- MATERIALS PROVIDED -
<<<<
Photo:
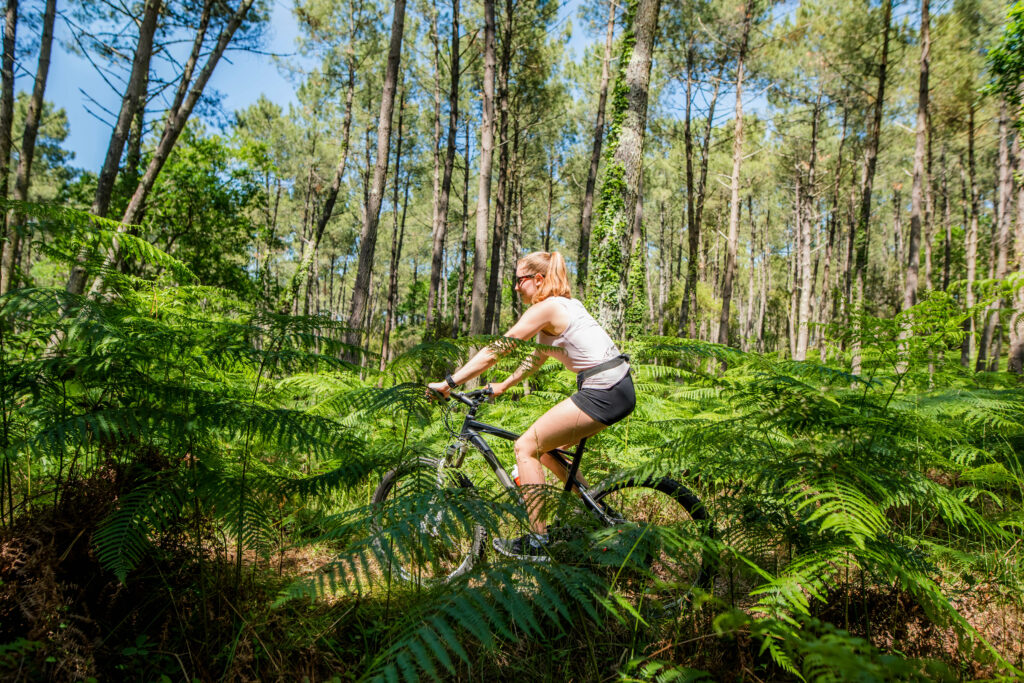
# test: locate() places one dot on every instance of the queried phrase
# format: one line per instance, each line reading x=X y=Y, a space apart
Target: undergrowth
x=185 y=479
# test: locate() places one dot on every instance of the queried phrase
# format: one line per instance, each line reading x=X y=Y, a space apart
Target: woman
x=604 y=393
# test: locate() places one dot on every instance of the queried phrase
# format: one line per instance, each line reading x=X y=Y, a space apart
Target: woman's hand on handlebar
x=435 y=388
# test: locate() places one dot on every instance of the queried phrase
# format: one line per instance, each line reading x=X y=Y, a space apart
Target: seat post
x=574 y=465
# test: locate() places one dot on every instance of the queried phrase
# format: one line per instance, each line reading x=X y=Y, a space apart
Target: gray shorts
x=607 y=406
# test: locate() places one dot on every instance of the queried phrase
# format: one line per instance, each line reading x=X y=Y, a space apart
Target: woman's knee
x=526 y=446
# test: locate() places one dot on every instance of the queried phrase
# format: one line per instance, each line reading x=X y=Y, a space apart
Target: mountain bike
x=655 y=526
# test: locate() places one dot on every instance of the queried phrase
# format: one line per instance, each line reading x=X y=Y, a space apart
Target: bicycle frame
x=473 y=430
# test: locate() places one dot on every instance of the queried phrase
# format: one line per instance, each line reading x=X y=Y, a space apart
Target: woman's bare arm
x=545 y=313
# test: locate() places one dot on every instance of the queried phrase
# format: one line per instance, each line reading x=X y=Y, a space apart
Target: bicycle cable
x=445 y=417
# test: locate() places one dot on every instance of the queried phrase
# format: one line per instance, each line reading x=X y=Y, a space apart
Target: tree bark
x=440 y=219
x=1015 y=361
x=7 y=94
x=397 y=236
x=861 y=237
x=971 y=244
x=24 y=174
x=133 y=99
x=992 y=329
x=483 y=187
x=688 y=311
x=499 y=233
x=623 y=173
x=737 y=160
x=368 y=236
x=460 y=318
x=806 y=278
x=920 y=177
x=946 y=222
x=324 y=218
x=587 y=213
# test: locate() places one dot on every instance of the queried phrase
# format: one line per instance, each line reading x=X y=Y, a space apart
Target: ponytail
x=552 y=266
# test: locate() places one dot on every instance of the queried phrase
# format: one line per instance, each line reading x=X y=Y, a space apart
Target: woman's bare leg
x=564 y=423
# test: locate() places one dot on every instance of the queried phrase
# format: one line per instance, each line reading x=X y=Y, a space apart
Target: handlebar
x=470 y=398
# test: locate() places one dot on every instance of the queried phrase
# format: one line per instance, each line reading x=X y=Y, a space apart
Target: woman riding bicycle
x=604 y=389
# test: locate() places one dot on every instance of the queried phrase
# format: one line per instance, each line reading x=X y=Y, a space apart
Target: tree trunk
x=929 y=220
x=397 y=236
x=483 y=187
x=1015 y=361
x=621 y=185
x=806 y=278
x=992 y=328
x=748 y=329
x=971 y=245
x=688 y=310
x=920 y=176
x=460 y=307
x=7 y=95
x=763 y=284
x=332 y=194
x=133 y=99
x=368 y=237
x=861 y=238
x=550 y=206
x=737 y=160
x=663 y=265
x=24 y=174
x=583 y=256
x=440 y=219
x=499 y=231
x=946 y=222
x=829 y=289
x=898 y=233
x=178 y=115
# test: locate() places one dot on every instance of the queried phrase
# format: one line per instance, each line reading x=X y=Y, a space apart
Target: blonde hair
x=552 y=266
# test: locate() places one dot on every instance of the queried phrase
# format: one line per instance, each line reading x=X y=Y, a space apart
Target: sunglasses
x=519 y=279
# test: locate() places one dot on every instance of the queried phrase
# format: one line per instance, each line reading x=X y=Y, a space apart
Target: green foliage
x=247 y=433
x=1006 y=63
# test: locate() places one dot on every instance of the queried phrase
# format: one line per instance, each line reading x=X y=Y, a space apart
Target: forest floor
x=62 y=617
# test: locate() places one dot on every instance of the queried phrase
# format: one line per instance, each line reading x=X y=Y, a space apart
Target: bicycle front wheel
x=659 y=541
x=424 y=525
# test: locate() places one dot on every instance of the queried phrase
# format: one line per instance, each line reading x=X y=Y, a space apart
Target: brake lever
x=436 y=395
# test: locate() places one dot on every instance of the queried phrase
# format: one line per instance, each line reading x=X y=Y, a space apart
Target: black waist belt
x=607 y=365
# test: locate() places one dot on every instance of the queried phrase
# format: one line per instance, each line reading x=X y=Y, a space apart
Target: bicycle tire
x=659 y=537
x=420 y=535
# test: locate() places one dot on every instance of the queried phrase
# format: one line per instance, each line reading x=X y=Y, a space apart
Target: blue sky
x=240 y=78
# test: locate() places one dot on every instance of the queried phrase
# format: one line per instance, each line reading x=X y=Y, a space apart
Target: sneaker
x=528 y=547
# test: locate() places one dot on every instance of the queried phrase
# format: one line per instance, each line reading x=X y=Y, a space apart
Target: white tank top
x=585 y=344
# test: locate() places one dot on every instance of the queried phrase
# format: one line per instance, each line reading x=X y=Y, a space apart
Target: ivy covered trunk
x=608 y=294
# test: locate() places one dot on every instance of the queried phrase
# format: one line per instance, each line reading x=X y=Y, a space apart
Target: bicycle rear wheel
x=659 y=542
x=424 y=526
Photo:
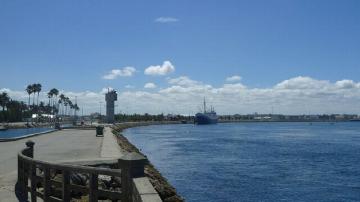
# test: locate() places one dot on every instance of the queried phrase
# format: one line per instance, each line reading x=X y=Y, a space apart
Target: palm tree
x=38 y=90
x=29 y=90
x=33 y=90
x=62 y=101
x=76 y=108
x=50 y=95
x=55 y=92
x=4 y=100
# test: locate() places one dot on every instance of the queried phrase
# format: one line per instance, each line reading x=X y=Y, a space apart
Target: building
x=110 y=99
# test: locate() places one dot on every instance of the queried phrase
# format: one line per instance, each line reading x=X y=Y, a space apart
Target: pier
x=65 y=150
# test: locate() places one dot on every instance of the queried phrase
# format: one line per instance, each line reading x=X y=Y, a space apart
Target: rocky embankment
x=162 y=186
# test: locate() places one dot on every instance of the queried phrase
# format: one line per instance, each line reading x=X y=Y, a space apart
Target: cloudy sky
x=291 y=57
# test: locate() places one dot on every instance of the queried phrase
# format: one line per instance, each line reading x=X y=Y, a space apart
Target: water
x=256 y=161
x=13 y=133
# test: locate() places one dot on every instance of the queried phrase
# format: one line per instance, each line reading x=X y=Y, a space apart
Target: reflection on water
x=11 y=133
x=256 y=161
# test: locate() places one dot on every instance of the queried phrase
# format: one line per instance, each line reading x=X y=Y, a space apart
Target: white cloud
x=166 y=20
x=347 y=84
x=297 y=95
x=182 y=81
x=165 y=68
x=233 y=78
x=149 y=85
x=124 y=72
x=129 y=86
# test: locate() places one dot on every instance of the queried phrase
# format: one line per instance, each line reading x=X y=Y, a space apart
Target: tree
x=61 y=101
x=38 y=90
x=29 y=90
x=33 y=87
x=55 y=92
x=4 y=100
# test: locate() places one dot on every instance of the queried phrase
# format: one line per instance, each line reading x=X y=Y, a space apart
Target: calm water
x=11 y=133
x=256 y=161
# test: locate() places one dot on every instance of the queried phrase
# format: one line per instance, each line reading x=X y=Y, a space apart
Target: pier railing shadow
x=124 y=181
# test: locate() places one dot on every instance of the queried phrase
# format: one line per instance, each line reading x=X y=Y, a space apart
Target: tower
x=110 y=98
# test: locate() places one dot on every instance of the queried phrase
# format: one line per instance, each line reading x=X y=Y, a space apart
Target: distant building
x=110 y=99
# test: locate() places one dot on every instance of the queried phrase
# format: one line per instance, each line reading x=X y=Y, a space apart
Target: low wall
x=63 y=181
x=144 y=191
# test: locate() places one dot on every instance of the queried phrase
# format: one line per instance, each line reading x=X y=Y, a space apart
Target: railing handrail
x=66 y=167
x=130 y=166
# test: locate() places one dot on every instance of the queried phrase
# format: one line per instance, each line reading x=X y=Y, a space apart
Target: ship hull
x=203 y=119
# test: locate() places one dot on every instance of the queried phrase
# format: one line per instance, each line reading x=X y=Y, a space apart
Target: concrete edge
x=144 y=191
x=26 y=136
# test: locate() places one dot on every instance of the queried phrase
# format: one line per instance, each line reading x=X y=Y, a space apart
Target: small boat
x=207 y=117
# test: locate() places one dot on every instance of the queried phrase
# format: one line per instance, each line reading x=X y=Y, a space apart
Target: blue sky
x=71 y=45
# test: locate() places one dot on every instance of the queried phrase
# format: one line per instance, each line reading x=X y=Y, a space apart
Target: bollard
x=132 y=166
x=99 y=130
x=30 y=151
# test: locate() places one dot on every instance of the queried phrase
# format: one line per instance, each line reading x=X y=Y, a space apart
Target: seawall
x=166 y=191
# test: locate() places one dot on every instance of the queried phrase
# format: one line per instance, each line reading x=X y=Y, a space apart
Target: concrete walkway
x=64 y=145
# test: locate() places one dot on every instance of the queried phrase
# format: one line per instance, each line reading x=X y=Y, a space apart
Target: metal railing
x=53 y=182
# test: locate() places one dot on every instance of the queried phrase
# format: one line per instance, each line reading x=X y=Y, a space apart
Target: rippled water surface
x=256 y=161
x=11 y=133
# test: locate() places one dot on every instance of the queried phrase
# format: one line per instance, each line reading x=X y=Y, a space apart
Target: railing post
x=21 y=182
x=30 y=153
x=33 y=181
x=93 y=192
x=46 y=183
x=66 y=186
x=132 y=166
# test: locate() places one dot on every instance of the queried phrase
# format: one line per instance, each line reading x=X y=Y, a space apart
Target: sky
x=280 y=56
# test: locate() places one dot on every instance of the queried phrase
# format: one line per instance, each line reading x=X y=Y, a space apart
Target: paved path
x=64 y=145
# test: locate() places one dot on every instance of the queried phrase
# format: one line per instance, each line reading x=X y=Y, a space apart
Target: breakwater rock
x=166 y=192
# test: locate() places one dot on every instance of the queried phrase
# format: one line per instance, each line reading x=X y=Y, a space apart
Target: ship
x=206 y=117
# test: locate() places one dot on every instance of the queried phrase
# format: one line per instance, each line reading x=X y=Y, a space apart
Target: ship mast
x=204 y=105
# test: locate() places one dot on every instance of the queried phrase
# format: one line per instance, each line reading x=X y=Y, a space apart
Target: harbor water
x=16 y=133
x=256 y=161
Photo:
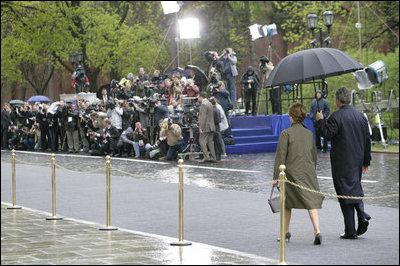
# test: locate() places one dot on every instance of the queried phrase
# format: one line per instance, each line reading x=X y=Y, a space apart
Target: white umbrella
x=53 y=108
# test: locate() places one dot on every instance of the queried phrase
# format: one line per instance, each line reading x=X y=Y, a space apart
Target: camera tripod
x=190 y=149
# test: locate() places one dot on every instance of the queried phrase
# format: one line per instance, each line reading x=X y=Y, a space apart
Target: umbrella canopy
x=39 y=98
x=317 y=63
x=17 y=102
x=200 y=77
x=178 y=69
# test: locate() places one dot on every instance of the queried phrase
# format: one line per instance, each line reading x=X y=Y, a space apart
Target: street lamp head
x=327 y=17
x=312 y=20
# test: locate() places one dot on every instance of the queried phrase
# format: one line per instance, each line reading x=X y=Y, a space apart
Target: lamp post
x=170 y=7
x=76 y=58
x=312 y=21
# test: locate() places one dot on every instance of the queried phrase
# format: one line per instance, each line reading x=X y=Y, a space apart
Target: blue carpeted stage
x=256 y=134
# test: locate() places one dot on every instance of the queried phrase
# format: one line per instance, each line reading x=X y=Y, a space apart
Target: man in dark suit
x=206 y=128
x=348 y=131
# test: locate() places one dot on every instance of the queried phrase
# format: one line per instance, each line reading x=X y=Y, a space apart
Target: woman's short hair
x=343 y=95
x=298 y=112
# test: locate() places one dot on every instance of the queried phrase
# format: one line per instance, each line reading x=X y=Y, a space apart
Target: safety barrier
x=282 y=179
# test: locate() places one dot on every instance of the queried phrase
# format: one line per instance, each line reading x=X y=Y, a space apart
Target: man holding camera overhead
>>>>
- WHAT YOU HAVE TO DO -
Rewrite everything from the start of the listing down through the line containing "x=185 y=479", swapping "undergrowth" for "underbrush" and keeping the rest the same. Leave the pictures out.

- EXERCISE ANSWER -
Photo:
# test: locate() places one dot on every instance of the queried phrase
# format: one line per instance, each line reading x=X y=Y, a space apart
Target: underbrush
x=185 y=479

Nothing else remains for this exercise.